PROBLEMS TO WORK ON:
(1) In the io_uring thread, what does the comment above the proposed helper io_req_zero_remained say the helper is for?
(2) Please write out the stretch of the io_uring thread from "diff --git a/io_uring/kbuf.h" through "struct iov_iter *iter)".

EXCERPT TO READ:
^^^^
[no subject]

**Date** **Thread**

It can becomes quite complicated if we add feedback from completion.

Your catch on short read/recv is good, which may leak kernel
data, the problem exists on any other approach(provide kbuf) too, the
point is that it is kernel buffer, what do you think of the
following approach?

diff --git a/io_uring/kbuf.h b/io_uring/kbuf.h
index d72a6bbbbd12..c1bc4179b390 100644
--- a/io_uring/kbuf.h
+++ b/io_uring/kbuf.h
@@ -242,4 +242,14 @@ static inline void io_drop_leased_grp_kbuf(struct io_kiocb *req)
 	if (gbuf)
 		gbuf->grp_kbuf_ack(gbuf);
 }
+
+/* zero remained bytes of kernel buffer for avoiding to leak data */
+static inline void io_req_zero_remained(struct io_kiocb *req, struct iov_iter *iter)
+{
+	size_t left = iov_iter_count(iter);
+
+	printk("iter type %d, left %lu\n", iov_iter_rw(iter), left);
+	if (iov_iter_rw(iter) == READ && left > 0)
+		iov_iter_zero(left, iter);
+}
 #endif
diff --git a/io_uring/net.c b/io_uring/net.c
index 6c32be92646f..022d81b6fc65 100644
--- a/io_uring/net.c
+++ b/io_uring/net.c
@@ -899,6 +899,8 @@ static inline bool io_recv_finish(struct io_kiocb *req, int *ret,
 		*ret = IOU_STOP_MULTISHOT;
 	else
 		*ret = IOU_OK;
+	if (io_use_leased_grp_kbuf(req))
+		io_req_zero_remained(req, &kmsg->msg.msg_iter);
 	io_req_msg_cleanup(req, issue_flags);
 	return true;
 }
diff --git a/io_uring/rw.c b/io_uring/rw.c
index 76a443fa593c..565b0e742ee5 100644
--- a/io_uring/rw.c
+++ b/io_uring/rw.c
@@ -479,6 +479,11 @@ static bool __io_complete_rw_common(struct io_kiocb *req, long res)
 		}
 		req_set_fail(req);
 		req->cqe.res = res;
+		if (io_use_leased_grp_kbuf(req)) {
+			struct io_async_rw *io = req->async_data;
+
+			io_req_zero_remained(req, &io->iter);
+		}
 	}
 	return false;
 }

> 
> > > At least for me, patch 4 looks fine. The problem occurs when you start
> > > needing to support this different buffer type, which is in patch 6. I'm
> > > not saying we can necessarily solve this with OP_BUF_UPDATE, I just want
> > > to explore that path because if we can, then patch 6 turns into "oh
> > > let's just added registered/fixed buffer support to these ops that don't
> > > currently support it". And that would be much nicer indeed.
> ...
> > > > > would be totally fine in terms of performance. OP_BUF_UPDATE will
> > > > > _always_ completely immediately and inline, which means that it'll
> > > > > _always_ be immediately available post submission. The only think you'd
> > > > > ever have to worry about in terms of failure is a badly formed request,
> > > > > which is a programming issue, or running out of memory on the host.
^^^^
RECORDS PROVIDED:
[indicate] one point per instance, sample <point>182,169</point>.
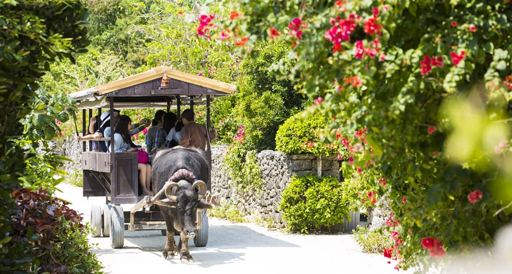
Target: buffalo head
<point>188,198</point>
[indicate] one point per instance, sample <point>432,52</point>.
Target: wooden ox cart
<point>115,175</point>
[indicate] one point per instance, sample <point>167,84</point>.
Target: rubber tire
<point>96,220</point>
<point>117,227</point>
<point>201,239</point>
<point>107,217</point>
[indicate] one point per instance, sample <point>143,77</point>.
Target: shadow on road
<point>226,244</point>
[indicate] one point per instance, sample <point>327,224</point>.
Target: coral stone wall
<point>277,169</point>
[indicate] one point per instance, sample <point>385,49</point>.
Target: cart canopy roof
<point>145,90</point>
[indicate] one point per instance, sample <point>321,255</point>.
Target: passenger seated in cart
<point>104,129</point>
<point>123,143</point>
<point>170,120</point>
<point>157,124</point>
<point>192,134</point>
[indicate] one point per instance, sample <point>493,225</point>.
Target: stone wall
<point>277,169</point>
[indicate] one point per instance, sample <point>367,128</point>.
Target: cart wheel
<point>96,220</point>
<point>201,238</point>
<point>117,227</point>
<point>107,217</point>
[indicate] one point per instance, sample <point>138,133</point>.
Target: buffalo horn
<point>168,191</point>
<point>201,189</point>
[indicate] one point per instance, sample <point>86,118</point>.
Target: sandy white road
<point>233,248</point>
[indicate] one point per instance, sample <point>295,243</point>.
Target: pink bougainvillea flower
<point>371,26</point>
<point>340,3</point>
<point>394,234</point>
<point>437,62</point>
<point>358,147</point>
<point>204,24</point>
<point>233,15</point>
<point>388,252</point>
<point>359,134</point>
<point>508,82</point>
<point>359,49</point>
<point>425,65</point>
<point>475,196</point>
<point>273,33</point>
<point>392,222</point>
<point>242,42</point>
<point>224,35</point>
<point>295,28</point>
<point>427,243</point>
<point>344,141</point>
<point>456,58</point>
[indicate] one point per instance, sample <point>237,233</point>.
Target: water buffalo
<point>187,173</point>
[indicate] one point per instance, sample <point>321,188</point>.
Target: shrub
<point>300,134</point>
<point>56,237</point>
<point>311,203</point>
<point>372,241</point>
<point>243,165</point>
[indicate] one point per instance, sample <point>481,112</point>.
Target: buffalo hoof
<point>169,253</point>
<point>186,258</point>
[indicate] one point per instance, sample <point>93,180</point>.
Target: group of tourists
^^^^
SOLUTIONS FOR EACH TASK:
(1) It zeroes the remaining bytes of the kernel buffer to avoid leaking data.

(2)
diff --git a/io_uring/kbuf.h b/io_uring/kbuf.h
index d72a6bbbbd12..c1bc4179b390 100644
--- a/io_uring/kbuf.h
+++ b/io_uring/kbuf.h
@@ -242,4 +242,14 @@ static inline void io_drop_leased_grp_kbuf(struct io_kiocb *req)
 	if (gbuf)
 		gbuf->grp_kbuf_ack(gbuf);
 }
+
+/* zero remained bytes of kernel buffer for avoiding to leak data */
+static inline void io_req_zero_remained(struct io_kiocb *req, struct iov_iter *iter)